### [Data for this task]
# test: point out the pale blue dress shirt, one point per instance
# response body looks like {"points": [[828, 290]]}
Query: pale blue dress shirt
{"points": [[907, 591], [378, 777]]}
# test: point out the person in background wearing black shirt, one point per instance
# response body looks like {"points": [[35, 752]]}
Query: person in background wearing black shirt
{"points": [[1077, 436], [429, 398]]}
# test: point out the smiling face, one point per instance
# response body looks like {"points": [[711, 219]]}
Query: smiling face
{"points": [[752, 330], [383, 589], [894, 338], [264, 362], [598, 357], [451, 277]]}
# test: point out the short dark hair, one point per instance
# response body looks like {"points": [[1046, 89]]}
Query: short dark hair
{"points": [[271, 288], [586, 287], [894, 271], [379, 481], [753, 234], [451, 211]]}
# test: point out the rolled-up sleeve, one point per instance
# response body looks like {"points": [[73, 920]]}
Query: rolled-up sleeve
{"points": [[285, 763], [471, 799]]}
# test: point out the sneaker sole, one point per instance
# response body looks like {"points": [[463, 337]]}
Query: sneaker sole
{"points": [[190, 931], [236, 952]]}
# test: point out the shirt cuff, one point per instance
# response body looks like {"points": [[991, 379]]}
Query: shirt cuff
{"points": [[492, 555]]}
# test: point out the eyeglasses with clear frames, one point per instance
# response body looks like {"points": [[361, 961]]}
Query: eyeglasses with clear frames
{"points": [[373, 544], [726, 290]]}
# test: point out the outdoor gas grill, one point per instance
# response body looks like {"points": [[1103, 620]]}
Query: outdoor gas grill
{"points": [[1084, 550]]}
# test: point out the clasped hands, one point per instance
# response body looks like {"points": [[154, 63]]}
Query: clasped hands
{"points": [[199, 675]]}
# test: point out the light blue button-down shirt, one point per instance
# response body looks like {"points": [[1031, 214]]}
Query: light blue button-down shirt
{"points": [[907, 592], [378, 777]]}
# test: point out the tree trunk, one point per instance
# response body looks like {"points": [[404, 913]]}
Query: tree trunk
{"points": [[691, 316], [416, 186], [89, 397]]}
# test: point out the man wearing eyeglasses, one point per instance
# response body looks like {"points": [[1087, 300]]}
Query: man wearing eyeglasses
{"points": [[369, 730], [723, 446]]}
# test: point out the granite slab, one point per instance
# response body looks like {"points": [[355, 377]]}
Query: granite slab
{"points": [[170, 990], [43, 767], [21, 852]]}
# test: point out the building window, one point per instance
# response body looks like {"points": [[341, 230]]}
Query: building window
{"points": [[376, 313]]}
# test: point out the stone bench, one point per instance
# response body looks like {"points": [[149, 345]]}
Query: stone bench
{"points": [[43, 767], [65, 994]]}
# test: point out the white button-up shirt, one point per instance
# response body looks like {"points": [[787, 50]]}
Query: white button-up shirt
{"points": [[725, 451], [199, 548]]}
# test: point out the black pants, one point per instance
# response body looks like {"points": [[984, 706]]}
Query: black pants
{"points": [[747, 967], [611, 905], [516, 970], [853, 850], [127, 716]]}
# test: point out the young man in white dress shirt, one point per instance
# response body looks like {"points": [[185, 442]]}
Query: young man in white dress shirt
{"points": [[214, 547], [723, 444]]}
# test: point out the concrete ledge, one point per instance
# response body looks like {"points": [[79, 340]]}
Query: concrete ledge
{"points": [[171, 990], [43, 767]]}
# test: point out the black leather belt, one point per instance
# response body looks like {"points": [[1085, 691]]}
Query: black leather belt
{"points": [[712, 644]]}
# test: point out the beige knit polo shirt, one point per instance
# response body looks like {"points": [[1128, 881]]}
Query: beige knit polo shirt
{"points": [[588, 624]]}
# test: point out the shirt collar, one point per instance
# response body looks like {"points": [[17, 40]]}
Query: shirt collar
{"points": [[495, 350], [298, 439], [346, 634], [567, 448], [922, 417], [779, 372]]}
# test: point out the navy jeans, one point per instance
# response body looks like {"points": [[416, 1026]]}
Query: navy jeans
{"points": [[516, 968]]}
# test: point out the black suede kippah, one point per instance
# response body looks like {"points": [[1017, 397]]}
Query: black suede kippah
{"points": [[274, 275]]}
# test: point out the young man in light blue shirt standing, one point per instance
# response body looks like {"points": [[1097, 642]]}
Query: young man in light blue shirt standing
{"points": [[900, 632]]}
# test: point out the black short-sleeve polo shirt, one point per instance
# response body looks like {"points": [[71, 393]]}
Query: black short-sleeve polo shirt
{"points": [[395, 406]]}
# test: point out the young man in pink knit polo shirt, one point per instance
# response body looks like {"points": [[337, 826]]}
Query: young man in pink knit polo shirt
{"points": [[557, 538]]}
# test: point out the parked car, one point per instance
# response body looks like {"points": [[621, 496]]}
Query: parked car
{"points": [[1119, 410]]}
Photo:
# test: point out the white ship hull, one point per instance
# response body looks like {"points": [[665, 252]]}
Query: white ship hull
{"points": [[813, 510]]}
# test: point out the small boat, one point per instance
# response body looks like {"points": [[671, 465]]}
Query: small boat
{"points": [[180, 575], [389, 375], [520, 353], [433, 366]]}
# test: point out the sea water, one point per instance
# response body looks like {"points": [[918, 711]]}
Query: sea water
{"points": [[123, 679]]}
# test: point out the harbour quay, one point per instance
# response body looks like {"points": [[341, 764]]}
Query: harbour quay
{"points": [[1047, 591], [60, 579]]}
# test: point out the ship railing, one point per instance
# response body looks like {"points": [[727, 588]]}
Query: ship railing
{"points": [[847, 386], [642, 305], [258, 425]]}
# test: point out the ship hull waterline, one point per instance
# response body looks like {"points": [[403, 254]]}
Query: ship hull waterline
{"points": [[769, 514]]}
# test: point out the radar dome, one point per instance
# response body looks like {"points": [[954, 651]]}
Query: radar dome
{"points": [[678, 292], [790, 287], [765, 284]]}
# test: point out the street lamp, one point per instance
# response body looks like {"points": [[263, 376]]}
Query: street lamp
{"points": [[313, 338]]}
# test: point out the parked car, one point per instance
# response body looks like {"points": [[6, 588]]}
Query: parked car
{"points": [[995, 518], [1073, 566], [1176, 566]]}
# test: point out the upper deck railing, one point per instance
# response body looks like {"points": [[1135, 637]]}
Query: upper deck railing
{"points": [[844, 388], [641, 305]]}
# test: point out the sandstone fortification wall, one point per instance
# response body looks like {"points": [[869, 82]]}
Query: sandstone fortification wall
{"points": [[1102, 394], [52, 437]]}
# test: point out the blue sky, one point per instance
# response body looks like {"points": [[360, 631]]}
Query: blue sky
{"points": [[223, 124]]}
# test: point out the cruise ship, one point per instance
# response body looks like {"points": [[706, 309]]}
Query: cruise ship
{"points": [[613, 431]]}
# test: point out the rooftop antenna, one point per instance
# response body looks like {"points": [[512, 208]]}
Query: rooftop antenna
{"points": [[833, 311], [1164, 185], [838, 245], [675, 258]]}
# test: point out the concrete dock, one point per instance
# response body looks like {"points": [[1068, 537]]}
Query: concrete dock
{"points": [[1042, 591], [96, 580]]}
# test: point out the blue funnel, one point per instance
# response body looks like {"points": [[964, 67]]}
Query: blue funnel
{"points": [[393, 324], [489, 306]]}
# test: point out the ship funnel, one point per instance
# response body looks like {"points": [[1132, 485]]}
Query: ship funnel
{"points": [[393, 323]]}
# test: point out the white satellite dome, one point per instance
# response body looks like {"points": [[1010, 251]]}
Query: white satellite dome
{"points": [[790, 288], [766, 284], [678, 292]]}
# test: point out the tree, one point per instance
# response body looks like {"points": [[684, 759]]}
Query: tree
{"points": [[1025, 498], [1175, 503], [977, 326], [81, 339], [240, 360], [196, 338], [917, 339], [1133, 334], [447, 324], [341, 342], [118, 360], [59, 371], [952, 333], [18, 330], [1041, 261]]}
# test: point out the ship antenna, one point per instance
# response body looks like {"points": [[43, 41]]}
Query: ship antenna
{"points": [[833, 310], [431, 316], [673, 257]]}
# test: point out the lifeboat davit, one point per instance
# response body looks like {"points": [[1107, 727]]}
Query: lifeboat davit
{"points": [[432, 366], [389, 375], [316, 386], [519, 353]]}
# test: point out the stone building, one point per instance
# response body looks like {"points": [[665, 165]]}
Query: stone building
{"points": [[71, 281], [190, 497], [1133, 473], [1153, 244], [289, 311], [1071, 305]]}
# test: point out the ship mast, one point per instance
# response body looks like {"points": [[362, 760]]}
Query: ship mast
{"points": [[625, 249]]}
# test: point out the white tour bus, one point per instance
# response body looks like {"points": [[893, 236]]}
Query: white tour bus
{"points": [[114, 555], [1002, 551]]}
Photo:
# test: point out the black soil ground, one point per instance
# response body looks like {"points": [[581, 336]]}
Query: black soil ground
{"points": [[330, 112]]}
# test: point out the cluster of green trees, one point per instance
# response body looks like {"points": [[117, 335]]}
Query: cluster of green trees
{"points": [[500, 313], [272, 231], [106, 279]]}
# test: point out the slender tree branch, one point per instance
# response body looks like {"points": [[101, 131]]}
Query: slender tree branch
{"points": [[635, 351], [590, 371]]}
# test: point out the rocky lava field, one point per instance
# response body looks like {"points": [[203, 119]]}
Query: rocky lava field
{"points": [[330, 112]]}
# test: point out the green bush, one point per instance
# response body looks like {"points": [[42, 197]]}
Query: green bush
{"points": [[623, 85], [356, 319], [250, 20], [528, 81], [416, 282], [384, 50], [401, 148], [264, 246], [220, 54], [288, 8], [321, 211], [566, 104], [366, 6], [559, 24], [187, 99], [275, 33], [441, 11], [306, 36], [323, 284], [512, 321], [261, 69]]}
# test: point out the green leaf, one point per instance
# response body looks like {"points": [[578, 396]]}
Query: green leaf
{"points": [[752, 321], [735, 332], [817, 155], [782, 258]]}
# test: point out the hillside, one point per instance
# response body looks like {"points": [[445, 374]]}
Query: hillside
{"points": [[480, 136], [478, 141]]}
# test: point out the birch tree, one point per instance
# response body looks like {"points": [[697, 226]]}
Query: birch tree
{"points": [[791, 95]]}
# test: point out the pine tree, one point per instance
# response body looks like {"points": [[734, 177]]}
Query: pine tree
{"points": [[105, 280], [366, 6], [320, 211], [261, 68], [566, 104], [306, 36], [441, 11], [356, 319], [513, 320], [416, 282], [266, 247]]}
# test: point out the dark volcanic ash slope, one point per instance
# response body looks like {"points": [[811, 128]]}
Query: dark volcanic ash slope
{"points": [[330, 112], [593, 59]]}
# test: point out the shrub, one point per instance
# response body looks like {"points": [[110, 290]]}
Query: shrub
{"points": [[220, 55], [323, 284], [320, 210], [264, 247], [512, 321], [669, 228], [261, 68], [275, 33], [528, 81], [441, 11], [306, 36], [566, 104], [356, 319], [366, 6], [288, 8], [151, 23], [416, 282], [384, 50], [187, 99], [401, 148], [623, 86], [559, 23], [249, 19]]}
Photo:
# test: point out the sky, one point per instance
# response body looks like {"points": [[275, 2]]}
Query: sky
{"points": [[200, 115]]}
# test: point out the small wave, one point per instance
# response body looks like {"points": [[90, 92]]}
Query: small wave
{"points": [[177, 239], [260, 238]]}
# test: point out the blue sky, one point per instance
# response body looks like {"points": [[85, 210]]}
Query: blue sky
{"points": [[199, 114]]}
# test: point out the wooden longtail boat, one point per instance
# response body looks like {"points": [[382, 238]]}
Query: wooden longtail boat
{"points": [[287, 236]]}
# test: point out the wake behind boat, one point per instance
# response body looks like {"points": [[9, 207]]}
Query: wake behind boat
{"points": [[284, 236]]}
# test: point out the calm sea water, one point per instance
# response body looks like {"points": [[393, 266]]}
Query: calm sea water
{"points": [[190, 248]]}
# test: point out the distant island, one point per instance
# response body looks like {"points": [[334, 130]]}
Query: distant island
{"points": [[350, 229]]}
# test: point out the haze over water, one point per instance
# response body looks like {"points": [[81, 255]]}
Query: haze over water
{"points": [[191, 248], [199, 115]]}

### [Problem to work on]
Above are some lines. Repeat exactly, and only, those from the line that has "Query: pine tree" through the line that has "# test: point out the distant".

### [Exercise result]
Query: pine tree
{"points": [[105, 280], [366, 6], [320, 211], [261, 68], [566, 104], [306, 36], [441, 11], [356, 319], [513, 320], [416, 282], [266, 247]]}
# test: point out the dark volcanic ash slope, one point per instance
# response body looks like {"points": [[811, 128]]}
Query: dark volcanic ash slope
{"points": [[330, 112], [593, 59]]}
# test: point out the shrub, one point per instance
# response body looks like {"points": [[110, 290]]}
Query: shrub
{"points": [[220, 55], [323, 284], [320, 210], [264, 247], [512, 321], [669, 228], [261, 68], [275, 33], [528, 81], [441, 11], [306, 36], [566, 104], [356, 319], [366, 6], [288, 8], [151, 23], [416, 282], [384, 50], [187, 99], [401, 148], [623, 86], [559, 23], [249, 19]]}
Photo:
# test: point out the sky, one point per instance
# response body looks like {"points": [[275, 2]]}
Query: sky
{"points": [[200, 115]]}
# test: point out the small wave, one point per instance
# response body looks like {"points": [[90, 92]]}
Query: small wave
{"points": [[177, 239], [260, 238]]}
# test: point out the blue sky, one point per instance
# response body looks like {"points": [[85, 210]]}
Query: blue sky
{"points": [[199, 114]]}
# test: point out the wooden longtail boat, one point per instance
# response body looks like {"points": [[382, 238]]}
Query: wooden longtail boat
{"points": [[287, 236]]}
# test: point out the wake behind boat, one point per instance
# response body looks like {"points": [[9, 207]]}
Query: wake behind boat
{"points": [[284, 236]]}
# test: point out the calm sea water, one point per instance
# response body looks like {"points": [[393, 266]]}
Query: calm sea water
{"points": [[190, 248]]}
# test: point out the distant island, one point per instance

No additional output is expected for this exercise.